_Exercise goal:_
Copy the article on the coronavirus and the China trade deal word for word, in full.
** Given text follows **
The Coronavirus Could Upend Trump’s China Trade Deal
Bleak data on China’s economic outlook counters claims by Trump officials that the U.S. economy can get quickly back on track when the lockdown lifts.
U.S. President Donald Trump’s multibillion-dollar trade deal with China could be yet another economic casualty of the spread of the novel coronavirus, according to a congressional report provided exclusively to Foreign Policy.
U.S. President Donald Trump’s multibillion-dollar trade deal with China could be yet another economic casualty of the spread of the novel coronavirus, according to a congressional report provided exclusively to Foreign Policy.
The U.S.-China Economic and Security Review Commission, established by Congress two decades ago and appointed by members of both parties, said that stalled trade and depressed consumer demand in China from the virus “raises the possibility that implementation could be disrupted,” upending Trump’s efforts to end a two-year trade war with Beijing that he began in 2018.
** End of Given text **
** Data shown follows **
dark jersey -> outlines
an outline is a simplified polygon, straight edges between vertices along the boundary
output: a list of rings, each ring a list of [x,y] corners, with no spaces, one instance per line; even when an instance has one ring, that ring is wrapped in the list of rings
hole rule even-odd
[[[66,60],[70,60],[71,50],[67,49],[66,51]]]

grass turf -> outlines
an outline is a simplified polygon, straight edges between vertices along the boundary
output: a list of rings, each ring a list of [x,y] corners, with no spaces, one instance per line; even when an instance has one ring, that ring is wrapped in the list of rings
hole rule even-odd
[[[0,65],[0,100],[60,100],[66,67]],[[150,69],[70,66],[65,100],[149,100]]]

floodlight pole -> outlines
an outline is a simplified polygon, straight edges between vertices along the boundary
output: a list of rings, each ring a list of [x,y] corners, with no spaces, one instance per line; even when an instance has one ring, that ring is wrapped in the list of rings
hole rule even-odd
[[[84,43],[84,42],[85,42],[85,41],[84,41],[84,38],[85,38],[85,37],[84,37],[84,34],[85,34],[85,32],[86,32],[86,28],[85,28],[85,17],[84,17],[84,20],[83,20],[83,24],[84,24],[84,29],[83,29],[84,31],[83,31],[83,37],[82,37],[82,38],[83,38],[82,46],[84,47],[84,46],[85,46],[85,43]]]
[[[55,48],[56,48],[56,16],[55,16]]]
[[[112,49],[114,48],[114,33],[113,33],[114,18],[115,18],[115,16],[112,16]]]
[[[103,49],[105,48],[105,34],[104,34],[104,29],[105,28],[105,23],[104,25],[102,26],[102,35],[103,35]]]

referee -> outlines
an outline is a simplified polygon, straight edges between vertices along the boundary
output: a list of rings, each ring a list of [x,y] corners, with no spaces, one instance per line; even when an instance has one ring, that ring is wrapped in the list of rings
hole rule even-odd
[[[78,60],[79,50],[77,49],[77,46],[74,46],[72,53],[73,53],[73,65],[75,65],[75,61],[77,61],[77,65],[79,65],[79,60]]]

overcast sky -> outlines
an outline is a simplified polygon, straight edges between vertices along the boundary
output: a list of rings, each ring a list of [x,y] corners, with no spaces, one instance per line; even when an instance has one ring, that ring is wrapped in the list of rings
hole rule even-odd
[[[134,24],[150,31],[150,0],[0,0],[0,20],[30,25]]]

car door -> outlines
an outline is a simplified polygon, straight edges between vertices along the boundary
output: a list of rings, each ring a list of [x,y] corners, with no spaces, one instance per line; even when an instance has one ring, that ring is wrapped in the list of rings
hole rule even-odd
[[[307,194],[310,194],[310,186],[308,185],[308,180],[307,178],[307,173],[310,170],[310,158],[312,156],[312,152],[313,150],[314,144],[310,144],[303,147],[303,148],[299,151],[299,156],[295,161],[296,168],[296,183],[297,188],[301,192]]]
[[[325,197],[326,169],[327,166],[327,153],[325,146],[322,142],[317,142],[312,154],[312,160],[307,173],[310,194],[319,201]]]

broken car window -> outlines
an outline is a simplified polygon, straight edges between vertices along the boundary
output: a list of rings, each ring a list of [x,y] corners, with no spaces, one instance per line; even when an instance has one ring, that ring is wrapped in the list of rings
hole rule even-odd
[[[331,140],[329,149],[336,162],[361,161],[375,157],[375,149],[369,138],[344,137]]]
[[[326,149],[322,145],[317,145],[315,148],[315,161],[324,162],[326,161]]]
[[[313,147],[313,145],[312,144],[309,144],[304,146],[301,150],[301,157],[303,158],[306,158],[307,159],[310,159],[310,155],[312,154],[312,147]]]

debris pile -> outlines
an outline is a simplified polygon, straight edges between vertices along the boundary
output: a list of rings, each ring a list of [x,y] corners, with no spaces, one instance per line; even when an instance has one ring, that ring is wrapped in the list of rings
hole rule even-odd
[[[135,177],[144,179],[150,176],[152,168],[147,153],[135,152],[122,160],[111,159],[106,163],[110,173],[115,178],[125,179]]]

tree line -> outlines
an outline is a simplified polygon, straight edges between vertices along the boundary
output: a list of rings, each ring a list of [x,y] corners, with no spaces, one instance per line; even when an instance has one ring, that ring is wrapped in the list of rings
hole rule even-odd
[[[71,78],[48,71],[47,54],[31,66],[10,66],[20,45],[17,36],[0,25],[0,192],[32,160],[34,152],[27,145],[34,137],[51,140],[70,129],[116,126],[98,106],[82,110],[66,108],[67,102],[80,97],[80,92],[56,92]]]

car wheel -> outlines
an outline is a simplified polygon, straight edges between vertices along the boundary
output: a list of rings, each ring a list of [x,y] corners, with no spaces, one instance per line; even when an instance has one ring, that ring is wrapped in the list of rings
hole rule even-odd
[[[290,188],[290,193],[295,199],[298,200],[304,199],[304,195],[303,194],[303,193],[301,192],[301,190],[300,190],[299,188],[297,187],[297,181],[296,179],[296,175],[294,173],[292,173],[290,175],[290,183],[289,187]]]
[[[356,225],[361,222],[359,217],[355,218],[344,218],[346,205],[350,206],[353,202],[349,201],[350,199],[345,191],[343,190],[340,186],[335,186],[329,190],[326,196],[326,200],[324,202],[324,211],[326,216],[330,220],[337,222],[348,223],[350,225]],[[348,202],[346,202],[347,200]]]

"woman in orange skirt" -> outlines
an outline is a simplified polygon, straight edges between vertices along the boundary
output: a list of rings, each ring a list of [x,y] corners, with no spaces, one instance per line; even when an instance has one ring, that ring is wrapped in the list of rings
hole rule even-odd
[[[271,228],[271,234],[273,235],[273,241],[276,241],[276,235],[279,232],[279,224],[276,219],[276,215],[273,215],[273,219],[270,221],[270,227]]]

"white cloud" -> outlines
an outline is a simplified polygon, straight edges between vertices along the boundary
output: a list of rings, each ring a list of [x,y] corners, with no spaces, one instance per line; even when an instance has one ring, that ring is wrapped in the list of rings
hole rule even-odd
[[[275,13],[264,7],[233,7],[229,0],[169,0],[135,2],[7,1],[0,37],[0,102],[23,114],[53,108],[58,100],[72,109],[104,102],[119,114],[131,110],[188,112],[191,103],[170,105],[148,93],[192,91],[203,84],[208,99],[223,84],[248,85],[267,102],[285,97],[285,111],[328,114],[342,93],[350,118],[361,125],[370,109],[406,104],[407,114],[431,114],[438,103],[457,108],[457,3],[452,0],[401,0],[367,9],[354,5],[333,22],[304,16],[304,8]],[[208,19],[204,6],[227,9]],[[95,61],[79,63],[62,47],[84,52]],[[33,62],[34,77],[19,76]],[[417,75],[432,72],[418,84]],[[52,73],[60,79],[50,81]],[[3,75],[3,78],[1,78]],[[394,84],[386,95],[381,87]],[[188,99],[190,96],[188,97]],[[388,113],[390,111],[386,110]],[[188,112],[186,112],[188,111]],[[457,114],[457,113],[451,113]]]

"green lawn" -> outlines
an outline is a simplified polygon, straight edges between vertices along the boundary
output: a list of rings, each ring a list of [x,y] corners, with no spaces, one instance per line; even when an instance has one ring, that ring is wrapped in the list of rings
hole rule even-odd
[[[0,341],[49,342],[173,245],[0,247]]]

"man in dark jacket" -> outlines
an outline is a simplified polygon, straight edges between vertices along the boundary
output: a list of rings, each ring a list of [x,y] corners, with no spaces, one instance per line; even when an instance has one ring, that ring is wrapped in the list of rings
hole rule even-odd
** End of Data shown **
_Result of the exercise:_
The Coronavirus Could Upend Trump’s China Trade Deal
Bleak data on China’s economic outlook counters claims by Trump officials that the U.S. economy can get quickly back on track when the lockdown lifts.
U.S. President Donald Trump’s multibillion-dollar trade deal with China could be yet another economic casualty of the spread of the novel coronavirus, according to a congressional report provided exclusively to Foreign Policy.
U.S. President Donald Trump’s multibillion-dollar trade deal with China could be yet another economic casualty of the spread of the novel coronavirus, according to a congressional report provided exclusively to Foreign Policy.
The U.S.-China Economic and Security Review Commission, established by Congress two decades ago and appointed by members of both parties, said that stalled trade and depressed consumer demand in China from the virus “raises the possibility that implementation could be disrupted,” upending Trump’s efforts to end a two-year trade war with Beijing that he began in 2018.